PROMPT = Transcribe precisely those lines of the listing that fall between the line containing "Could you please pick out the dirt ground" and the last line, inclusive of both.

>> start RECORD LIST

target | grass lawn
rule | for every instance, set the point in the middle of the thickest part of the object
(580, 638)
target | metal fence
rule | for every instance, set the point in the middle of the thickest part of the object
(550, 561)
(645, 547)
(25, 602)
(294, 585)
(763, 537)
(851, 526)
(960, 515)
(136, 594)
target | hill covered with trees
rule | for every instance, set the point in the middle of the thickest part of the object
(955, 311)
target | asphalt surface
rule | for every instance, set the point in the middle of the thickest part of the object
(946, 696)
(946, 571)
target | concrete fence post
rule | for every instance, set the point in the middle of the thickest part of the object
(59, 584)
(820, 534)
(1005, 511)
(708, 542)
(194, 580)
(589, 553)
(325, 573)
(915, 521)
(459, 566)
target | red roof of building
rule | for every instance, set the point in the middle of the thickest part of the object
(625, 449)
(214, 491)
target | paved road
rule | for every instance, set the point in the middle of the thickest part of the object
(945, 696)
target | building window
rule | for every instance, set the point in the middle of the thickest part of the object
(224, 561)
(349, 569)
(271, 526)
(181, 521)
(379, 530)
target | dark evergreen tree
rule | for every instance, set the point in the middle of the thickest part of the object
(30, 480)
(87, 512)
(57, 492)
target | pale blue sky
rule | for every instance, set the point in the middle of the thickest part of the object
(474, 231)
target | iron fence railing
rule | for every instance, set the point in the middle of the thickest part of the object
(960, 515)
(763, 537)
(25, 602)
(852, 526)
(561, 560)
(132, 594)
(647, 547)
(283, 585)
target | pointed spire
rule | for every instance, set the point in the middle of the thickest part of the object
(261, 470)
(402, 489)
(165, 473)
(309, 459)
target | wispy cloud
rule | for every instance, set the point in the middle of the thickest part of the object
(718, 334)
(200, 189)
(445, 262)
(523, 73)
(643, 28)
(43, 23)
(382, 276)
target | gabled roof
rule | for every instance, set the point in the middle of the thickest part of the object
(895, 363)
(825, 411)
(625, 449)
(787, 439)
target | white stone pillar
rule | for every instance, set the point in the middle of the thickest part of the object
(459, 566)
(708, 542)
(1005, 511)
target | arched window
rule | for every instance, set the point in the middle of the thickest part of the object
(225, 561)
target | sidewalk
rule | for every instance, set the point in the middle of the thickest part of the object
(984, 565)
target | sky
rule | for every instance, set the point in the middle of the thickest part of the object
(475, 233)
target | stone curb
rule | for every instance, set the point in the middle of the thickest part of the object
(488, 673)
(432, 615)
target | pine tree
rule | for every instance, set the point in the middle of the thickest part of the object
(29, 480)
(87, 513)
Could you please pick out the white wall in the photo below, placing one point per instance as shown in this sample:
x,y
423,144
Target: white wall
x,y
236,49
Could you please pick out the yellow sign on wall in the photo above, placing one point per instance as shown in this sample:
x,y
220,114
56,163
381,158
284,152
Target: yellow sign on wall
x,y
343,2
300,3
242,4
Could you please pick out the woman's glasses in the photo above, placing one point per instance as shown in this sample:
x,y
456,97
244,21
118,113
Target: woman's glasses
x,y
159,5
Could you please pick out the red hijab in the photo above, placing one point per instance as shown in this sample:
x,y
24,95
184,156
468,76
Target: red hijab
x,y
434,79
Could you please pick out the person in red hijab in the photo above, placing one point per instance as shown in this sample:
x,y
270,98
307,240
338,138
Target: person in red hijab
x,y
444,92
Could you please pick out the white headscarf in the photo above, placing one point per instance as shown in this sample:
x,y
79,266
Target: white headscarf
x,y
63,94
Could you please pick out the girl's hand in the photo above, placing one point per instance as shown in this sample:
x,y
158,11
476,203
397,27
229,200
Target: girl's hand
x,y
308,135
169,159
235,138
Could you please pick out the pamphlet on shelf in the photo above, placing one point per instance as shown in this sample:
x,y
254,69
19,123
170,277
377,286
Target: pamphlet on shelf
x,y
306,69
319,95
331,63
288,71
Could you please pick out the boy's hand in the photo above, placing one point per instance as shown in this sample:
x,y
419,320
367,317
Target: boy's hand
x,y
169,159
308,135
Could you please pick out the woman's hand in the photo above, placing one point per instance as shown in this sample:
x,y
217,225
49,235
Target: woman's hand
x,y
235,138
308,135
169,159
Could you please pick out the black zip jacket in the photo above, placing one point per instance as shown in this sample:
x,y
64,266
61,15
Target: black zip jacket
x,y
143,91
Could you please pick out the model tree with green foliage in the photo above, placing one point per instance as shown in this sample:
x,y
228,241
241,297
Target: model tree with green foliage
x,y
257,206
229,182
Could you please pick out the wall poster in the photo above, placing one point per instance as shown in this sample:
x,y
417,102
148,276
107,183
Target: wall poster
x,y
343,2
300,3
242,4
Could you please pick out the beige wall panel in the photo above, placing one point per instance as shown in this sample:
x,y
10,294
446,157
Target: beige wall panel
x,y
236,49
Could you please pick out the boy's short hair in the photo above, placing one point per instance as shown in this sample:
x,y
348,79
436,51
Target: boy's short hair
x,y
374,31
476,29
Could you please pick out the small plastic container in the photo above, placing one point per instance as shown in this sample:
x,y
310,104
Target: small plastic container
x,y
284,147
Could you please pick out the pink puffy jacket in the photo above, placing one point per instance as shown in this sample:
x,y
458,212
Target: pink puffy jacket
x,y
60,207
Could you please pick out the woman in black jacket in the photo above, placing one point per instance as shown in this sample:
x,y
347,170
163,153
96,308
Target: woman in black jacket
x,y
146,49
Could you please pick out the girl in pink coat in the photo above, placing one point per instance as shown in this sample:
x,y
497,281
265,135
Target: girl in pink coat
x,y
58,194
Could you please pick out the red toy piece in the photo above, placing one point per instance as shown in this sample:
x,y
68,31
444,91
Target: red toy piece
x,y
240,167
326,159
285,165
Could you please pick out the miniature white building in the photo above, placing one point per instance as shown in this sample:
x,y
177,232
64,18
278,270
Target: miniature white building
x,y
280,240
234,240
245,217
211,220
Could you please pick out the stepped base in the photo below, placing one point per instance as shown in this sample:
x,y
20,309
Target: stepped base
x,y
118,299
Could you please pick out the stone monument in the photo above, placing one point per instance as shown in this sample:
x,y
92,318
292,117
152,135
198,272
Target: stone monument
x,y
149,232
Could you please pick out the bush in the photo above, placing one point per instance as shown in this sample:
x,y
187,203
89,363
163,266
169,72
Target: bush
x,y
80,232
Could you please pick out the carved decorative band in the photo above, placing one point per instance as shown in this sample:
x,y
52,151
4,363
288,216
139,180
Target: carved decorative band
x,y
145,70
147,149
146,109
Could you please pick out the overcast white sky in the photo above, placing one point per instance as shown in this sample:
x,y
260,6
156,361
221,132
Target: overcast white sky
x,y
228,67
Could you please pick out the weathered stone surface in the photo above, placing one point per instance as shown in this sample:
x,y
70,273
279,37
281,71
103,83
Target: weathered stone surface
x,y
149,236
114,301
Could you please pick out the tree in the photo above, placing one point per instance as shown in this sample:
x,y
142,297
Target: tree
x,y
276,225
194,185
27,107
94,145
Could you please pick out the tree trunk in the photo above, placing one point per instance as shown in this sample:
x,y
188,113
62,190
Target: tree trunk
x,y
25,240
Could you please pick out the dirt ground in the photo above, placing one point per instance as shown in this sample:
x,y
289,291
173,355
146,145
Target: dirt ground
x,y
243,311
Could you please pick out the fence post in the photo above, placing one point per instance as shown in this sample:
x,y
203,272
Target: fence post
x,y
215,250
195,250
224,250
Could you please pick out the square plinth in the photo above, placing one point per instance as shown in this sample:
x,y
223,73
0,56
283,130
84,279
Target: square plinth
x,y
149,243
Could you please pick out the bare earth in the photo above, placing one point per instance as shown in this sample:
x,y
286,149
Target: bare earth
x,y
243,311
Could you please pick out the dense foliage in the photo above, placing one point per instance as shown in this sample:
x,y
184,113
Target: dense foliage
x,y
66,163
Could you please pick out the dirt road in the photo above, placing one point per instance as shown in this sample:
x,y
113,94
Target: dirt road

>> end RECORD LIST

WORKED ANSWER =
Could you please pick out the dirt ground in the photo above, placing one point per instance as shown in this sample:
x,y
289,291
173,355
146,145
Target: dirt ground
x,y
243,311
Could you please pick out the fence post in the photo above, placing one point per instance as shown in this sample:
x,y
203,272
Target: fence post
x,y
215,250
195,250
224,250
Could you please pick out the square plinth in the photo above, placing one point per instance as shown in this sample:
x,y
223,73
0,56
283,130
84,279
Target: square plinth
x,y
149,243
Could you please pick out the bare earth in the photo above, placing one point per instance as shown in this sample:
x,y
286,149
Target: bare earth
x,y
243,311
Could you please pick out the dense foliage in the photo above, placing one point per instance as shown in this sample:
x,y
184,113
Target: dense foliage
x,y
66,163
Could you please pick out the dirt road in the photo above, placing one point per instance as shown in this sample:
x,y
113,94
Target: dirt road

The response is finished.